To do: Reproduce every line of the listing below unchanged, omitting the pictures.

[Extracted data entries]
*-*-*

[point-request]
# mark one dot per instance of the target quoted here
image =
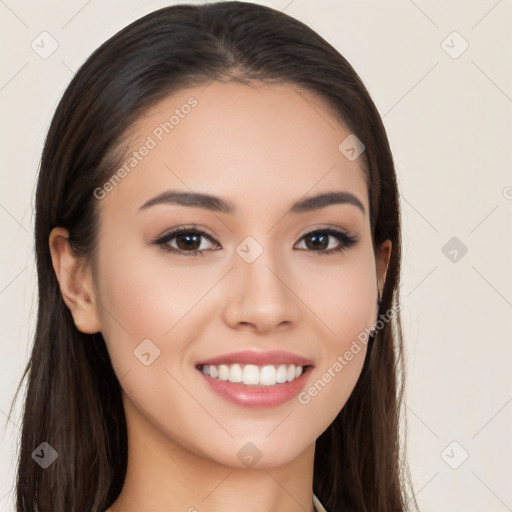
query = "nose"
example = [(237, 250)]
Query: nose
[(261, 296)]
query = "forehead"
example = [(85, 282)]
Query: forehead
[(275, 143)]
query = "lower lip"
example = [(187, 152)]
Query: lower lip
[(258, 396)]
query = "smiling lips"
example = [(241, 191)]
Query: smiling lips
[(257, 379)]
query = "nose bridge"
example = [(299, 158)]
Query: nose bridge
[(260, 294)]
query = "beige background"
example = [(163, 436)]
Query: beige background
[(450, 124)]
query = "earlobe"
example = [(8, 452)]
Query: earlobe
[(75, 282)]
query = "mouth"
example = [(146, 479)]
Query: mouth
[(254, 375)]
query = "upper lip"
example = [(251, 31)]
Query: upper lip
[(275, 357)]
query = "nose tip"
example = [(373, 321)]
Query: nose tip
[(260, 299)]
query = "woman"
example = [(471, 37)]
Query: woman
[(261, 373)]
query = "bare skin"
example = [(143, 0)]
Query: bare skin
[(262, 148)]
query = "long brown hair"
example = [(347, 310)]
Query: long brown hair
[(73, 399)]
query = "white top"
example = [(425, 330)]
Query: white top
[(319, 507)]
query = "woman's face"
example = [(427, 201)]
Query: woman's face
[(256, 280)]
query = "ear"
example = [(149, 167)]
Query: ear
[(75, 282), (382, 257)]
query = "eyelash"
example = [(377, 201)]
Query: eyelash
[(347, 241)]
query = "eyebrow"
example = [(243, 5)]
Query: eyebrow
[(217, 204)]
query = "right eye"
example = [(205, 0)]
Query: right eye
[(184, 241)]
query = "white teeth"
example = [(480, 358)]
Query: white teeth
[(223, 371), (281, 374), (252, 375)]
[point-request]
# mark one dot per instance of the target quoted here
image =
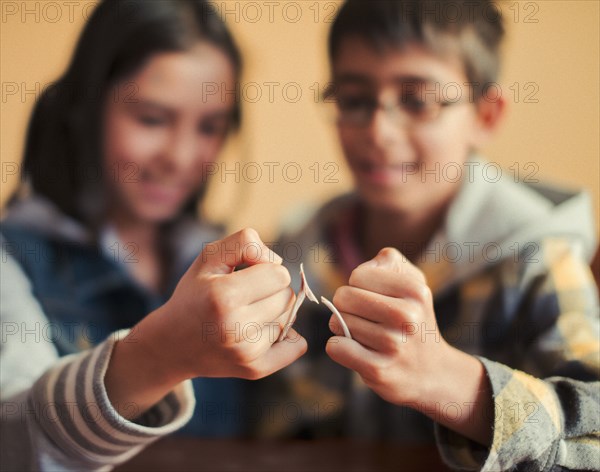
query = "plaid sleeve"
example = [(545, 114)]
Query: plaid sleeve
[(549, 420)]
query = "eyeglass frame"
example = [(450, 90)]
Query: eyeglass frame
[(391, 109)]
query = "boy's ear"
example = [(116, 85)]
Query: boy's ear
[(489, 117)]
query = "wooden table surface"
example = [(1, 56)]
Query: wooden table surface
[(215, 455)]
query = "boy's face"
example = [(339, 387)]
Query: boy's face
[(406, 158)]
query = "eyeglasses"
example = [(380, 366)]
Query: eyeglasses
[(413, 105)]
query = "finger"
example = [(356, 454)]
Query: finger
[(243, 247), (257, 282), (369, 334), (280, 355), (373, 306), (268, 309), (392, 284), (350, 354), (390, 259)]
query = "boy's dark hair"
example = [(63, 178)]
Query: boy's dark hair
[(64, 147), (469, 29)]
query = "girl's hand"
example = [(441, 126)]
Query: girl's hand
[(218, 323), (223, 323)]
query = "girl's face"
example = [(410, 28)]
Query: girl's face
[(162, 128)]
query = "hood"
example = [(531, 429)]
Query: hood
[(492, 221)]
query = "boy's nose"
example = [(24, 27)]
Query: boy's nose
[(384, 130)]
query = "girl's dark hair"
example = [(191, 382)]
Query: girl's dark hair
[(472, 30), (63, 149)]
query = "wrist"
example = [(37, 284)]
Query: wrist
[(139, 371), (459, 396)]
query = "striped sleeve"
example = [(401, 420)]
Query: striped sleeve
[(549, 417), (551, 424), (70, 407), (55, 413)]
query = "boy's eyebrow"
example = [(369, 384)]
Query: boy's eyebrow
[(146, 104), (351, 78)]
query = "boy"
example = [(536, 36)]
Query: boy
[(453, 281)]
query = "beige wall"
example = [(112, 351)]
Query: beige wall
[(552, 52)]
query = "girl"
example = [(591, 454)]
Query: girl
[(104, 229)]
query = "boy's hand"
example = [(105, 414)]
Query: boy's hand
[(397, 347), (225, 323)]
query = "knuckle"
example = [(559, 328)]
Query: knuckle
[(221, 298), (252, 373), (424, 293), (248, 235)]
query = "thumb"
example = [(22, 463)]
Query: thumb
[(244, 247), (389, 259)]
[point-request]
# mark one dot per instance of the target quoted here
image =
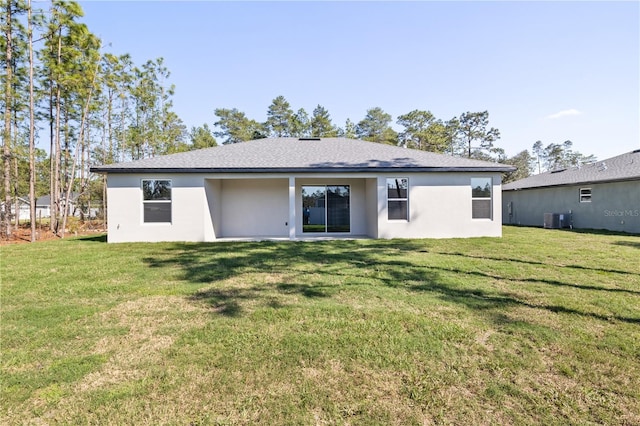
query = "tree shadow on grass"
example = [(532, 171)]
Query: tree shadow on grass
[(635, 244), (533, 262), (320, 269), (94, 239)]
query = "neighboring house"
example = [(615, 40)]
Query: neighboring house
[(602, 195), (43, 207), (297, 188)]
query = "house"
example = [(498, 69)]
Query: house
[(298, 188), (43, 206), (602, 195)]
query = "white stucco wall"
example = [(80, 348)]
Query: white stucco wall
[(206, 207), (254, 207), (440, 207), (125, 209)]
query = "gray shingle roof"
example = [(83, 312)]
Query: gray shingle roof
[(621, 168), (295, 155)]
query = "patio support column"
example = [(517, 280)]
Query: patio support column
[(292, 208)]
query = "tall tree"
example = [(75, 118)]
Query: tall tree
[(300, 124), (236, 127), (474, 133), (279, 118), (9, 27), (538, 150), (202, 137), (349, 129), (561, 156), (375, 127), (32, 129), (321, 125), (423, 131), (523, 162)]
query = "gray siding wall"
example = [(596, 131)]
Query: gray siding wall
[(614, 206)]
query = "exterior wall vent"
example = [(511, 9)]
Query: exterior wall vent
[(557, 220)]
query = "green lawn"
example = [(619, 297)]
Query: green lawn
[(539, 327)]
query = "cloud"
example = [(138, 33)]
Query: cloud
[(564, 113)]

*-*-*

Exercise response:
[point-request]
# mark one dot per instance of the target quoted here
image =
query = "nose"
example = [(237, 250)]
Query: nose
[(261, 296)]
query = "forehead"
example = [(85, 282)]
Query: forehead
[(275, 143)]
query = "lower lip"
example = [(187, 152)]
Query: lower lip
[(258, 396)]
query = "smiling lips"
example = [(241, 191)]
Query: smiling lips
[(257, 379)]
query = "nose bridge"
example = [(299, 158)]
Query: nose bridge
[(260, 294)]
query = "beige background"
example = [(163, 436)]
Query: beige background
[(450, 124)]
query = "earlobe"
example = [(8, 452)]
Query: earlobe
[(75, 282)]
query = "mouth"
example = [(146, 479)]
Query: mouth
[(254, 375)]
query = "upper lip"
example = [(251, 31)]
Query: upper lip
[(275, 357)]
query = "nose tip"
example = [(373, 321)]
Query: nose tip
[(260, 299)]
query = "woman"
example = [(471, 37)]
Query: woman
[(261, 373)]
query = "bare skin"
example = [(143, 0)]
Query: bare skin
[(262, 148)]
query = "long brown hair"
example = [(347, 310)]
Query: long brown hair
[(73, 399)]
query = "white top"
example = [(425, 330)]
Query: white top
[(319, 507)]
query = "woman's face"
example = [(427, 201)]
Query: woman's face
[(256, 280)]
query = "ear"
example = [(149, 167)]
Query: ear
[(75, 282), (382, 257)]
query = "eyelash"
example = [(377, 201)]
Query: eyelash
[(347, 241)]
query = "eyebrow"
example = [(243, 5)]
Query: eyebrow
[(217, 204)]
query = "right eye"
example = [(205, 0)]
Query: right eye
[(184, 241)]
query = "white teeth"
example = [(480, 358)]
Query: white teeth
[(223, 371), (281, 374), (252, 375)]
[point-request]
# mark one dot per instance of the target quoted here
image =
query = "plaid sleeve"
example = [(545, 114)]
Query: plaid sleeve
[(549, 420)]
query = "eyeglass frame"
example = [(450, 90)]
Query: eyeglass frame
[(391, 109)]
query = "boy's ear"
example = [(116, 85)]
Query: boy's ear
[(489, 117)]
query = "wooden table surface"
example = [(1, 56)]
Query: wooden table surface
[(215, 455)]
query = "boy's face"
example = [(339, 387)]
Query: boy's face
[(406, 158)]
query = "eyeglasses"
example = [(380, 366)]
Query: eyeglasses
[(413, 105)]
query = "finger"
example = [(356, 454)]
Query: finger
[(243, 247), (257, 282), (369, 334), (280, 355), (373, 306), (268, 309), (392, 284), (350, 354), (390, 259)]
query = "boy's dark hair"
example = [(63, 178)]
Query: boy's dark hair
[(64, 147), (469, 29)]
query = "girl's hand"
example = [(441, 126)]
Query: girl's hand
[(218, 323), (223, 323)]
query = "girl's face"
example = [(410, 28)]
Query: girl's face
[(162, 128)]
query = "hood"
example = [(531, 429)]
Query: hood
[(492, 221)]
query = "boy's nose"
example = [(24, 27)]
Query: boy's nose
[(384, 130)]
query = "girl's dark hair"
example = [(191, 382)]
Query: girl's dark hair
[(472, 30), (63, 149)]
query = "wrist"
example = [(37, 284)]
Query: wrist
[(139, 371), (459, 396)]
query = "striped sleeve"
example = [(401, 420)]
Query: striped sleeve
[(549, 417), (551, 424), (70, 407), (55, 413)]
query = "boy's eyebrow"
example = [(369, 384)]
Query: boy's eyebrow
[(146, 104), (351, 78)]
query = "boy"
example = [(536, 36)]
Query: boy
[(453, 281)]
query = "beige wall"
example = [(112, 351)]
Query: beige wall
[(552, 52)]
query = "girl"
example = [(591, 454)]
Query: girl
[(104, 229)]
query = "boy's hand"
example = [(105, 414)]
Query: boy's hand
[(397, 347), (225, 323)]
query = "knuckle"
example = [(559, 328)]
Query: knuckle
[(221, 298), (252, 373), (424, 293), (248, 235)]
query = "thumb"
example = [(22, 463)]
Query: thumb
[(244, 247), (389, 259)]
[point-request]
# mark one dot per instance of the target quoted here
image =
query = "tree shadow on grass"
example = [(532, 171)]
Query: tree shadow on grass
[(635, 244), (533, 262), (320, 269), (94, 239)]
query = "neighboring house"
example = [(615, 40)]
Query: neighboring house
[(602, 195), (43, 207), (297, 188)]
query = "house"
example = [(498, 69)]
Query: house
[(298, 188), (43, 206), (602, 195)]
query = "white stucco wall"
example = [(80, 348)]
Query: white stucco wall
[(206, 207), (254, 207), (440, 207), (125, 209)]
query = "gray shingle roof"
example = [(83, 312)]
Query: gray shingle roof
[(621, 168), (295, 155)]
query = "patio support column"
example = [(517, 280)]
Query: patio support column
[(292, 208)]
query = "tall tree"
example = [(75, 118)]
Query: tall tree
[(300, 124), (236, 127), (474, 133), (279, 118), (9, 27), (538, 150), (202, 137), (349, 129), (561, 156), (375, 127), (32, 129), (321, 125), (423, 131), (523, 162)]
query = "gray siding wall"
example = [(596, 131)]
Query: gray siding wall
[(614, 206)]
query = "exterior wall vent"
example = [(511, 9)]
Query: exterior wall vent
[(557, 220)]
query = "green lawn"
example = [(619, 297)]
Query: green lawn
[(539, 327)]
query = "cloud"
example = [(138, 33)]
Query: cloud
[(564, 113)]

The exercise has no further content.